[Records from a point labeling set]
_ _ _

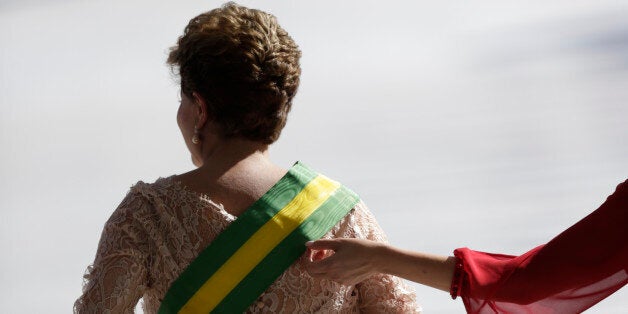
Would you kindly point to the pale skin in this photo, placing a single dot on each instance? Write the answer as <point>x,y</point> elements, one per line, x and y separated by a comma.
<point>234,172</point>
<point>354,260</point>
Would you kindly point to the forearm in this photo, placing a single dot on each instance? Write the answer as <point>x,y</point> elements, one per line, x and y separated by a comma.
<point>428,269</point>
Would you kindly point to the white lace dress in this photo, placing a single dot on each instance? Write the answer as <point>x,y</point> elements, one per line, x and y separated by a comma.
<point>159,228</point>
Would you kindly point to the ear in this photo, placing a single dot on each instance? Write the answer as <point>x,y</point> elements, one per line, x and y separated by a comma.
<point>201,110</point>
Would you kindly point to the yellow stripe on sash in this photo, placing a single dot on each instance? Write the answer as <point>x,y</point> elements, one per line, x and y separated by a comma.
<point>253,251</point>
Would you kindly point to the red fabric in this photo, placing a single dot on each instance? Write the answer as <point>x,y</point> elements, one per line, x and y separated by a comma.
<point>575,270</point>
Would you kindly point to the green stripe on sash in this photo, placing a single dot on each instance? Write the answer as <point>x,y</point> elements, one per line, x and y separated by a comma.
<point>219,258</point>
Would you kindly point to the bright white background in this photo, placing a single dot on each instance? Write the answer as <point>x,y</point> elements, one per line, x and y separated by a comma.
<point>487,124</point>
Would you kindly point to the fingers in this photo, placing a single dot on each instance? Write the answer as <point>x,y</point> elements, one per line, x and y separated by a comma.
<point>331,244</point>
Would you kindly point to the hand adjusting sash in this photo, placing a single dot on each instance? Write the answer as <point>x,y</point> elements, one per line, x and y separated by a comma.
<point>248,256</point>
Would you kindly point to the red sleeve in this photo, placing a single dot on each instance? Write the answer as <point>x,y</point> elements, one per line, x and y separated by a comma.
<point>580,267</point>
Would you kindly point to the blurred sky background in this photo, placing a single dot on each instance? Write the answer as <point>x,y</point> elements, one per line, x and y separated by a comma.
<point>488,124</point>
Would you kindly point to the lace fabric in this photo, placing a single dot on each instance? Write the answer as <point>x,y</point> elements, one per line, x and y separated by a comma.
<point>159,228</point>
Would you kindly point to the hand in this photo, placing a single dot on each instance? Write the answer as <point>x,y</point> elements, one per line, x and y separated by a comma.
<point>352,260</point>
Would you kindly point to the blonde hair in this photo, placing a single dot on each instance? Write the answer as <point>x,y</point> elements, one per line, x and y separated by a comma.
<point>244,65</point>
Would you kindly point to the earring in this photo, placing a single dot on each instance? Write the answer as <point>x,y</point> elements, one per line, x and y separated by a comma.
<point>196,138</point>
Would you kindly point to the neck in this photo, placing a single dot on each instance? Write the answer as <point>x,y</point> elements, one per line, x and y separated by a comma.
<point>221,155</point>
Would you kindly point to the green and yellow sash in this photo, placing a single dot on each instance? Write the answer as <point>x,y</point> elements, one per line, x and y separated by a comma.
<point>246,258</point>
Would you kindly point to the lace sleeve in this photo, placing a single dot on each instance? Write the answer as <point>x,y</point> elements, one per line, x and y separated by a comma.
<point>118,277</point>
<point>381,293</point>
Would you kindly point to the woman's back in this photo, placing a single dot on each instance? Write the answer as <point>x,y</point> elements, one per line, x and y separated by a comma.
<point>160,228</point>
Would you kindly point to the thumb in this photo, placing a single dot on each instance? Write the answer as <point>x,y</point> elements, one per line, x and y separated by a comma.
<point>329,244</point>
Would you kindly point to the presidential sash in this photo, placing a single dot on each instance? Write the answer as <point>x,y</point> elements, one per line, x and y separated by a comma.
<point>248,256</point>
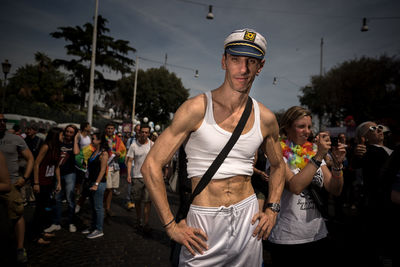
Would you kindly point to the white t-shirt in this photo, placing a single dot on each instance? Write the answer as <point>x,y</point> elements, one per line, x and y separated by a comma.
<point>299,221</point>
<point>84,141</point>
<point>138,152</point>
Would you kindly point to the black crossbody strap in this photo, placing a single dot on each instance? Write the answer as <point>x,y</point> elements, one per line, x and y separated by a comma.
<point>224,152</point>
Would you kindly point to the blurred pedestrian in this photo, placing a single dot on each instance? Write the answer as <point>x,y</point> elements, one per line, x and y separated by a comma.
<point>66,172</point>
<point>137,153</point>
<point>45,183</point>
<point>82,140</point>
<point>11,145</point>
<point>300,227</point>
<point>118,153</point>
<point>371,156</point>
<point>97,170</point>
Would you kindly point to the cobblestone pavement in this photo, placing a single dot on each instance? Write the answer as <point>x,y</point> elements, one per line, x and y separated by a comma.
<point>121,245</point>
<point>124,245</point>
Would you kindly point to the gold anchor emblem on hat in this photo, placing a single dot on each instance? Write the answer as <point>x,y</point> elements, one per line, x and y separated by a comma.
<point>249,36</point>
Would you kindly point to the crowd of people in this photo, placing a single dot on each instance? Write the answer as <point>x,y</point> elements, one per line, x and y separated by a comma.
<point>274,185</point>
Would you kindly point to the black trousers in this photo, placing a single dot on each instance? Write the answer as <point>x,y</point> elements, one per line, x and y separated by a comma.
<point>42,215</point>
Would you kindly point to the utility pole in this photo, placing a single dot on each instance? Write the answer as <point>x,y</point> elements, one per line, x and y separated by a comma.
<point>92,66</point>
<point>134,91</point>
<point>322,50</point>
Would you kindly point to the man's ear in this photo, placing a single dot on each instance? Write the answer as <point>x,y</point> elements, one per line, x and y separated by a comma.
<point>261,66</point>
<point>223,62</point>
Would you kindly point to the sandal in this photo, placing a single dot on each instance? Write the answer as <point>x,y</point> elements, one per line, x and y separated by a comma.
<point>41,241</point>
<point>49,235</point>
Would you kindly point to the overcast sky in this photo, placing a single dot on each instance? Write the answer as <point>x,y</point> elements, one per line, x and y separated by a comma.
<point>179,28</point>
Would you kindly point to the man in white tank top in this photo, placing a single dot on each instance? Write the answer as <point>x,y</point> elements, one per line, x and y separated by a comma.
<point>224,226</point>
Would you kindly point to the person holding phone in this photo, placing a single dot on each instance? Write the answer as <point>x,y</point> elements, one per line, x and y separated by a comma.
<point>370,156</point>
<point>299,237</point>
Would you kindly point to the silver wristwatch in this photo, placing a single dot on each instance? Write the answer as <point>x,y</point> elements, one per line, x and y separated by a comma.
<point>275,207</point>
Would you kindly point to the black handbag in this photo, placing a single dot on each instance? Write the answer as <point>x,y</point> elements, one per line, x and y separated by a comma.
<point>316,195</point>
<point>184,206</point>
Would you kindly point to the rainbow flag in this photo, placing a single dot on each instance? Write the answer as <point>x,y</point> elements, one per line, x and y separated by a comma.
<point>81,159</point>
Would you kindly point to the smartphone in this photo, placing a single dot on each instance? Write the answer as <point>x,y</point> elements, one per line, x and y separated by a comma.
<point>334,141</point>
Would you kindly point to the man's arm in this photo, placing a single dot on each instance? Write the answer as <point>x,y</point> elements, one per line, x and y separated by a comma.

_ _ _

Lay out every line of the records above as a numbered list, skipping any blank lines. Leave the pictures out.

RESULT OF THE TASK ▸
1. Would you kindly point to the pale skin in this photo, placing a single dot on each instance? Write the answer as <point>x,y</point> elements, one per line, x and y separated by a comma.
2. <point>234,172</point>
3. <point>354,260</point>
4. Would you kindly point to the forearm in this photo, placing a single dot on each instance? Write the answer as <point>x,y</point> elements, one per line, x and y separated by a comma.
5. <point>428,269</point>
6. Would you kindly point to the white lace dress in this photo, placing a single dot on each instance? Write the answer as <point>x,y</point> elements, one per line, x and y separated by a comma.
7. <point>159,228</point>
8. Would you kindly point to the ear in this photo, placing a single dot on each instance? Write the answer as <point>x,y</point> elements, one per line, x and y separated by a comma.
9. <point>201,110</point>
10. Would you kindly point to the yellow stripe on sash in this photo, placing a single dot on each instance? Write the answer as <point>x,y</point> elements, one per line, x and y separated by a comma.
11. <point>253,251</point>
12. Would you kindly point to the red fabric in this photo, placing a single dot on each instance? Write the answer as <point>x,y</point> elements, one per line, x and y separated by a comma.
13. <point>575,270</point>
14. Would you kindly point to the green stripe on sash in this photo, placing a single dot on each instance? Write the answer as <point>x,y</point> elements, one per line, x and y separated by a comma.
15. <point>219,258</point>
16. Would you kindly point to the bright white background in this photo, placing a single dot on each instance? Write the answer as <point>x,y</point> elements, one per line, x and y separated by a comma.
17. <point>487,124</point>
18. Would you kindly point to the fingers in this photo, placing a single dot on each instance? Write the answer as <point>x,y</point> elements, one per line, x and y separated by a comma.
19. <point>331,244</point>
20. Would you kindly point to the hand adjusting sash in this photo, placing a single dot on each instance? Write the answer as <point>x,y</point> elements, one per line, x and y separated by a comma.
21. <point>248,256</point>
22. Would you kindly point to the red sleeve in this photo, placing a single dot on each instance? Write the answer as <point>x,y</point> elements, one per line, x and y separated by a comma.
23. <point>580,267</point>
24. Would you kindly point to the blurred sky background in this photo, placing a single dot on each instance? Write the answer as <point>x,y</point> elements, one per line, x and y separated by a comma.
25. <point>488,124</point>
26. Would you kindly point to the lace fabric in this photo, placing a single dot on each instance? Write the answer as <point>x,y</point> elements, one per line, x and y separated by a comma.
27. <point>159,228</point>
28. Would you kindly point to the hand in this photo, placing a single dot on each instance? Write the answer as <point>x,y</point> elements, one per line, x and y separated by a comma.
29. <point>352,260</point>
30. Would you kindly point to the blonde hair in this photo, placing a single dot on each instance? Write the answer as <point>x,y</point> elements, one per line, x and y separated by a comma.
31. <point>244,65</point>
32. Would you kindly point to the earring in this photo, placing a single dot on each instance? Write the answer as <point>x,y</point> elements, one per line, x and y separated by a comma.
33. <point>196,138</point>
34. Would you kindly point to the neck in this photo, placing a single dot on each instance? Write the answer as <point>x,y</point> elements, one per line, x and y separated by a comma.
35. <point>221,155</point>
36. Would you kindly point to the green and yellow sash in this photo, placing a single dot on each instance? Write the answer as <point>x,y</point> elements, one per line, x and y separated by a comma.
37. <point>246,258</point>
38. Would you kindly point to the lace sleeve in this photo, placing a single dot on each instance? Write the answer as <point>x,y</point> elements, one per line, x and y separated by a comma.
39. <point>118,277</point>
40. <point>381,293</point>
41. Would you kindly point to the woman's back in this photo, placing a single dot on each instance? Write the answer as <point>x,y</point> elements, one per line, x and y separated by a comma.
42. <point>160,228</point>
43. Would you kindly point to the thumb in this photo, placing a single dot on each instance? Write the answer as <point>x,y</point> elements, one per line, x and y separated by a comma.
44. <point>329,244</point>
45. Would you kindly point to the presidential sash in this photo, placing a single dot on each instance? Write the answer as <point>x,y</point> elements, one per line, x and y separated by a comma.
46. <point>248,256</point>
47. Would you kindly point to the white t-shirt in this photo, placing a single dot on each instance? Write the answer as <point>x,y</point> elements, one per line, x and y separated by a comma.
48. <point>299,221</point>
49. <point>84,141</point>
50. <point>138,152</point>
51. Would you kindly point to the black crossbody strap in this photo, placing a single dot on each instance? Write the answer as <point>x,y</point> elements, one per line, x and y separated by a comma.
52. <point>224,152</point>
53. Would you kindly point to the blurred pedestrian in this photo, placing a single dot on each instance? Write the answer as <point>x,y</point> elements, one per line, x and y separated by a comma.
54. <point>66,172</point>
55. <point>137,153</point>
56. <point>45,183</point>
57. <point>82,140</point>
58. <point>11,145</point>
59. <point>300,227</point>
60. <point>118,153</point>
61. <point>371,156</point>
62. <point>97,170</point>
63. Would you kindly point to the cobblestone pavement in this photo, placing a single dot on each instance? Write the answer as <point>x,y</point> elements, one per line, x and y separated by a comma.
64. <point>121,245</point>
65. <point>124,245</point>
66. Would you kindly point to the gold anchor emblem on hat in this photo, placing a single dot on each instance? Write the answer as <point>x,y</point> elements, one per line, x and y separated by a comma.
67. <point>249,36</point>
68. Would you kindly point to the crowd of people in this photo, placing a single dot on each instance? Write the answer as <point>x,y</point> elements, one per line, x and y separated by a comma.
69. <point>274,185</point>
70. Would you kindly point to the black trousers in this photo, placing a single dot on each instance? Write the answer as <point>x,y</point> elements, one per line, x and y separated by a comma.
71. <point>42,215</point>
72. Would you kindly point to the utility pole in this photo, placing a single dot on each instance? Write the answer as <point>x,y</point> elements, one per line, x and y separated by a comma.
73. <point>92,66</point>
74. <point>134,91</point>
75. <point>322,50</point>
76. Would you kindly point to the man's ear in this photo, placing a single dot on each instance? Write the answer as <point>x,y</point> elements, one per line, x and y separated by a comma.
77. <point>261,66</point>
78. <point>223,62</point>
79. Would you kindly point to the sandal in this photo, placing a single dot on each instance? Write the answer as <point>x,y</point> elements, one per line, x and y separated by a comma.
80. <point>41,241</point>
81. <point>49,235</point>
82. Would you kindly point to the overcast sky in this photo, placing a single dot on each instance? Write the answer as <point>x,y</point> elements, one per line, x and y separated by a comma.
83. <point>179,28</point>
84. Would you kindly point to the man in white tank top in this photo, placing a single dot on each instance? Write the answer as <point>x,y</point> elements, one per line, x and y separated by a comma.
85. <point>224,226</point>
86. Would you kindly point to the person holding phone in this photo, placing a single dot on each instance? Write the answer as <point>x,y</point> elements, one per line, x and y separated by a comma.
87. <point>370,156</point>
88. <point>299,237</point>
89. Would you kindly point to the silver wristwatch in this photo, placing a single dot on each instance? Write the answer as <point>x,y</point> elements, one per line, x and y separated by a comma.
90. <point>275,207</point>
91. Would you kindly point to the black handbag in this photo, placing a single dot on each instance? Write the answer as <point>x,y</point> elements, one per line, x and y separated by a comma.
92. <point>316,195</point>
93. <point>184,206</point>
94. Would you kindly point to the rainbow flag in this photo, placing a single dot on each instance? Write the answer as <point>x,y</point> elements, one per line, x and y separated by a comma.
95. <point>81,159</point>
96. Would you kindly point to the smartphone in this photo, placing a single dot on each instance? Write the answer as <point>x,y</point> elements, one per line, x and y separated by a comma.
97. <point>334,141</point>
98. Would you kindly point to the man's arm in this photo, placing a single dot on each instance? Write the answer as <point>x,y</point> elements, one per line, x and y separated by a comma.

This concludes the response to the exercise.